===== The input =====

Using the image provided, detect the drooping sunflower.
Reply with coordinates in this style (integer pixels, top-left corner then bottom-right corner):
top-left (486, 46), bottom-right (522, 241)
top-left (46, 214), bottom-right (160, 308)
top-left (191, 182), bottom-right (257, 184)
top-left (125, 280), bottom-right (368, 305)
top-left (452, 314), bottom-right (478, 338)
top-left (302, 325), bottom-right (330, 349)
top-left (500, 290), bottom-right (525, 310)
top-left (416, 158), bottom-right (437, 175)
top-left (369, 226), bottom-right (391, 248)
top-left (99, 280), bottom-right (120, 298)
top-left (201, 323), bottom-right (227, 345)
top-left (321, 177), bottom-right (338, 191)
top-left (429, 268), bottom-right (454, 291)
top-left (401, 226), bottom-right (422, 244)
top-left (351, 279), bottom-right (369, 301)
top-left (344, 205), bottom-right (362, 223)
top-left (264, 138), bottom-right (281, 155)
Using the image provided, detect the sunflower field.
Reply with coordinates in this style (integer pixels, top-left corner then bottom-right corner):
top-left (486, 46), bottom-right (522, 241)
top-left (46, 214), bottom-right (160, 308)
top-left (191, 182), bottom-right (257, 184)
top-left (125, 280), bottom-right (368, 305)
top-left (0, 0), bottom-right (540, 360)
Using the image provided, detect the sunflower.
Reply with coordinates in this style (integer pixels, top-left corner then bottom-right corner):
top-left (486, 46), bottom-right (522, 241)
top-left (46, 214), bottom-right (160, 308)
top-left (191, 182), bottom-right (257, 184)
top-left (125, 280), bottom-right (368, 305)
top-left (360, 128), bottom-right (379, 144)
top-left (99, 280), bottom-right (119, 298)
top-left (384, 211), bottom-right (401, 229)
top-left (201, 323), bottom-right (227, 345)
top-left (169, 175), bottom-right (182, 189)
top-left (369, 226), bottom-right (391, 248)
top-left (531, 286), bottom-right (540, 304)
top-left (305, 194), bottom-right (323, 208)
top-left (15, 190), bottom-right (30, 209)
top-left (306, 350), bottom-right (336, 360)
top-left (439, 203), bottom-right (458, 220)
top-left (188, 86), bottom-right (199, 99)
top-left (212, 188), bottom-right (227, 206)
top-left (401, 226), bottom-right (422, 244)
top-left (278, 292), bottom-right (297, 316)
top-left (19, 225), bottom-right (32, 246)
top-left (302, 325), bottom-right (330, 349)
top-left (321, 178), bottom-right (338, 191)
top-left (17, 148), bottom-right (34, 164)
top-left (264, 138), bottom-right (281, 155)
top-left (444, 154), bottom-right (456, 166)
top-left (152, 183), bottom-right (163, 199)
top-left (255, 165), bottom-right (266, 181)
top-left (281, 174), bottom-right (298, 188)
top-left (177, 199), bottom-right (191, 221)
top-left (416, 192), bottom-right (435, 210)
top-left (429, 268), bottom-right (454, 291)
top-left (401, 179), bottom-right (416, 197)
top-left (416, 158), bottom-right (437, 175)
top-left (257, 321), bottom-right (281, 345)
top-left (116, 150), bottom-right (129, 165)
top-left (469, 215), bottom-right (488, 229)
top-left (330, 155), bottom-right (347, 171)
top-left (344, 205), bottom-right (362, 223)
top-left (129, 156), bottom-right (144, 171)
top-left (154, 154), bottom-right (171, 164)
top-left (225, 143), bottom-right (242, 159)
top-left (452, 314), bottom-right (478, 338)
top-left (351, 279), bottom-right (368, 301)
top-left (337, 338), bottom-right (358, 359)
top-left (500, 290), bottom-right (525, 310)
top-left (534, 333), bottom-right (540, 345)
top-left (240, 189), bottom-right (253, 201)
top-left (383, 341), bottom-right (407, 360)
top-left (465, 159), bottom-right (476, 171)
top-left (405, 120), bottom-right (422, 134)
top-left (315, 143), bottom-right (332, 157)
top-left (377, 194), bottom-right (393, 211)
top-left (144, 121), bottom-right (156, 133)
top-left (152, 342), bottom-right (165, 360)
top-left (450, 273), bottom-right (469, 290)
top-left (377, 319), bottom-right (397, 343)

=====

Arrange all of the lines above as a Markdown table with the columns No. and Line, giving each row a number and leaving out any blank lines.

| No. | Line |
|---|---|
| 1 | Using the image provided, detect the drooping sunflower. |
| 2 | Reply with coordinates in this style (integer pixels, top-left corner then bottom-right corner): |
| 3 | top-left (486, 46), bottom-right (522, 241) |
| 4 | top-left (46, 214), bottom-right (160, 308) |
| 5 | top-left (191, 182), bottom-right (257, 184) |
| 6 | top-left (125, 280), bottom-right (368, 305) |
| 7 | top-left (452, 314), bottom-right (478, 338) |
| 8 | top-left (302, 325), bottom-right (330, 349) |
| 9 | top-left (500, 290), bottom-right (525, 310) |
| 10 | top-left (416, 158), bottom-right (437, 175) |
| 11 | top-left (369, 226), bottom-right (391, 248) |
| 12 | top-left (99, 280), bottom-right (120, 298) |
| 13 | top-left (201, 323), bottom-right (227, 345) |
| 14 | top-left (321, 177), bottom-right (338, 191) |
| 15 | top-left (429, 268), bottom-right (454, 291) |
| 16 | top-left (401, 226), bottom-right (422, 244) |
| 17 | top-left (351, 279), bottom-right (369, 301) |
| 18 | top-left (344, 205), bottom-right (362, 223) |
| 19 | top-left (264, 138), bottom-right (281, 155) |
| 20 | Using the image provided, detect the sunflower field. |
| 21 | Reply with coordinates in this style (integer pixels, top-left corner then bottom-right corner): |
| 22 | top-left (486, 46), bottom-right (522, 241) |
| 23 | top-left (46, 214), bottom-right (160, 308) |
| 24 | top-left (191, 182), bottom-right (257, 184) |
| 25 | top-left (125, 280), bottom-right (368, 305) |
| 26 | top-left (0, 0), bottom-right (540, 360) |
| 27 | Using the image provided, detect the sunflower. |
| 28 | Reply with coordinates in this style (integer pixels, top-left corner then bottom-right corner): |
| 29 | top-left (486, 46), bottom-right (522, 241) |
| 30 | top-left (46, 214), bottom-right (160, 308) |
| 31 | top-left (191, 182), bottom-right (257, 184) |
| 32 | top-left (125, 280), bottom-right (368, 305) |
| 33 | top-left (360, 128), bottom-right (379, 144) |
| 34 | top-left (99, 280), bottom-right (119, 298) |
| 35 | top-left (384, 211), bottom-right (401, 229) |
| 36 | top-left (201, 323), bottom-right (227, 345) |
| 37 | top-left (169, 175), bottom-right (182, 189) |
| 38 | top-left (369, 226), bottom-right (391, 248) |
| 39 | top-left (531, 286), bottom-right (540, 304) |
| 40 | top-left (305, 194), bottom-right (323, 208) |
| 41 | top-left (15, 190), bottom-right (30, 209) |
| 42 | top-left (306, 350), bottom-right (336, 360) |
| 43 | top-left (439, 203), bottom-right (458, 220) |
| 44 | top-left (188, 86), bottom-right (199, 99) |
| 45 | top-left (212, 188), bottom-right (227, 206) |
| 46 | top-left (401, 226), bottom-right (422, 244) |
| 47 | top-left (278, 292), bottom-right (297, 316) |
| 48 | top-left (19, 225), bottom-right (32, 246) |
| 49 | top-left (302, 325), bottom-right (330, 349) |
| 50 | top-left (321, 178), bottom-right (338, 191) |
| 51 | top-left (17, 148), bottom-right (34, 164) |
| 52 | top-left (264, 138), bottom-right (281, 155) |
| 53 | top-left (444, 154), bottom-right (456, 166) |
| 54 | top-left (152, 183), bottom-right (163, 199) |
| 55 | top-left (255, 165), bottom-right (266, 181) |
| 56 | top-left (281, 174), bottom-right (298, 188) |
| 57 | top-left (177, 199), bottom-right (191, 221) |
| 58 | top-left (416, 192), bottom-right (435, 210) |
| 59 | top-left (429, 268), bottom-right (454, 291) |
| 60 | top-left (401, 179), bottom-right (416, 197) |
| 61 | top-left (416, 158), bottom-right (437, 175) |
| 62 | top-left (257, 321), bottom-right (281, 345) |
| 63 | top-left (116, 150), bottom-right (129, 165) |
| 64 | top-left (469, 215), bottom-right (488, 229) |
| 65 | top-left (330, 155), bottom-right (347, 171) |
| 66 | top-left (344, 205), bottom-right (362, 223) |
| 67 | top-left (129, 156), bottom-right (144, 171) |
| 68 | top-left (154, 154), bottom-right (171, 164) |
| 69 | top-left (225, 143), bottom-right (242, 159) |
| 70 | top-left (452, 314), bottom-right (478, 338) |
| 71 | top-left (351, 279), bottom-right (368, 301) |
| 72 | top-left (337, 338), bottom-right (358, 359) |
| 73 | top-left (500, 290), bottom-right (525, 310) |
| 74 | top-left (534, 333), bottom-right (540, 345) |
| 75 | top-left (240, 189), bottom-right (253, 201) |
| 76 | top-left (383, 341), bottom-right (407, 360) |
| 77 | top-left (465, 159), bottom-right (476, 171) |
| 78 | top-left (405, 120), bottom-right (422, 134) |
| 79 | top-left (315, 143), bottom-right (332, 157) |
| 80 | top-left (377, 194), bottom-right (393, 211) |
| 81 | top-left (144, 121), bottom-right (156, 133) |
| 82 | top-left (152, 342), bottom-right (165, 360) |
| 83 | top-left (450, 273), bottom-right (469, 290) |
| 84 | top-left (377, 319), bottom-right (397, 343) |